## Records supplied
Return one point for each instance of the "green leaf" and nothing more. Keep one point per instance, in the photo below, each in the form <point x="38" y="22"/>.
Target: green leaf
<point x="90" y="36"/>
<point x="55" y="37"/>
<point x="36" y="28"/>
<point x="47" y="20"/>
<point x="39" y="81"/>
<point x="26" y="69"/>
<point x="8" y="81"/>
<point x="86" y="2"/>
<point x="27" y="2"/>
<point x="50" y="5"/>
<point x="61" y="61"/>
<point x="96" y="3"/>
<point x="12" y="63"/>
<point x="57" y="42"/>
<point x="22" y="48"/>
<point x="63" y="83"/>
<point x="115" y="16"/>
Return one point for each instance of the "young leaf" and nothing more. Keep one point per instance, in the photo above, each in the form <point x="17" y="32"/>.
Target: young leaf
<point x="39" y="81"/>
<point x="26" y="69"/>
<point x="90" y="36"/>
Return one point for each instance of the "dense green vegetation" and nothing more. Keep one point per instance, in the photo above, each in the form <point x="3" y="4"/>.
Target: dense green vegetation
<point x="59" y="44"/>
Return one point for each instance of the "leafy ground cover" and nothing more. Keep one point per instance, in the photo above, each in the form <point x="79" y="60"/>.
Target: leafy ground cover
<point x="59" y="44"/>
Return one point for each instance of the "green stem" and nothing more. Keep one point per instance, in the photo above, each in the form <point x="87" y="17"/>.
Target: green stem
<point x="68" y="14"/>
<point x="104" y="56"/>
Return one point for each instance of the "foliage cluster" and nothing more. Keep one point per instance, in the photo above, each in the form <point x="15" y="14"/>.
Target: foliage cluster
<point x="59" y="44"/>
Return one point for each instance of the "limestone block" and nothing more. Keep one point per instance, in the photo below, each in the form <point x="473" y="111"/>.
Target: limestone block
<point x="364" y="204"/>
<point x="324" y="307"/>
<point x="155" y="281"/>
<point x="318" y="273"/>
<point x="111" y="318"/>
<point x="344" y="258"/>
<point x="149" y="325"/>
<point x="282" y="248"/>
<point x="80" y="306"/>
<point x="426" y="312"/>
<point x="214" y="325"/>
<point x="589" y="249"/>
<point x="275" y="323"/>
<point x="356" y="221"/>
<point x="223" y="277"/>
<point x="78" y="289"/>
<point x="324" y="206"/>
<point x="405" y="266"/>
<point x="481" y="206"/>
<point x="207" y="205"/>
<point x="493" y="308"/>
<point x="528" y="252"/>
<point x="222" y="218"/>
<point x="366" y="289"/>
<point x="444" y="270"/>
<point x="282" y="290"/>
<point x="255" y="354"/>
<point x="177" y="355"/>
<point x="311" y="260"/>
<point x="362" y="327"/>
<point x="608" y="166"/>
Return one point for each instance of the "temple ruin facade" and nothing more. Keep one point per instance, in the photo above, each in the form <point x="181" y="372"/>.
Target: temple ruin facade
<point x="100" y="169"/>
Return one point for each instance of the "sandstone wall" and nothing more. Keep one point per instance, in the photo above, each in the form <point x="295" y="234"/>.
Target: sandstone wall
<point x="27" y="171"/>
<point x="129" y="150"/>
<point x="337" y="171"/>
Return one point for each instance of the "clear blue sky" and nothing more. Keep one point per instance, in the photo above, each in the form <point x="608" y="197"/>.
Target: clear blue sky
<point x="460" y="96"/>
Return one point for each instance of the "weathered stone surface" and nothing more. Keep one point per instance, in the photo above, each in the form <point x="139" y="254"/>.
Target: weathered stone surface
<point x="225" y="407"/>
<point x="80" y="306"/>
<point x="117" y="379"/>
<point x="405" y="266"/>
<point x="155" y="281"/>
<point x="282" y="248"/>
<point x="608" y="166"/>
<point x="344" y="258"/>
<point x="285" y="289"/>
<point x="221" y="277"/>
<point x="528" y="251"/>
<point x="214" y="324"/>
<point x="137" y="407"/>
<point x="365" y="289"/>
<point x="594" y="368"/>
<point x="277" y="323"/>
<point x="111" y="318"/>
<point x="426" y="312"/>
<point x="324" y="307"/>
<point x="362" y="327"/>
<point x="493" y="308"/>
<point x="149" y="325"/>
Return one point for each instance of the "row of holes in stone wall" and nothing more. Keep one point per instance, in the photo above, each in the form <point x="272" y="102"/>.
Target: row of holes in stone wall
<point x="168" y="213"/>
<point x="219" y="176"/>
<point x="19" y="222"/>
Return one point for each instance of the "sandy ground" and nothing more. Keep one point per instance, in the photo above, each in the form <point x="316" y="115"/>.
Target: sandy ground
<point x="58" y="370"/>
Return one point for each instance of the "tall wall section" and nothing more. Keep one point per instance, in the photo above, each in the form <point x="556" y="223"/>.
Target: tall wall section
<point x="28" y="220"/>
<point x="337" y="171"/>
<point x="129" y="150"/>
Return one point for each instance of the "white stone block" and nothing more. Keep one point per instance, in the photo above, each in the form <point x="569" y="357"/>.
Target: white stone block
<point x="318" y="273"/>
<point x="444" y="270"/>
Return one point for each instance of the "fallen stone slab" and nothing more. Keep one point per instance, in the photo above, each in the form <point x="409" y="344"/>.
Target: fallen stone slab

## What is required
Can you gather every line of the entries above that contains the string "vegetation"?

## Reply to the task
Return one point for each instance of the "dense green vegetation" and nothing more. Keep one point per instance, in the photo above, each in the form <point x="3" y="4"/>.
Target: dense green vegetation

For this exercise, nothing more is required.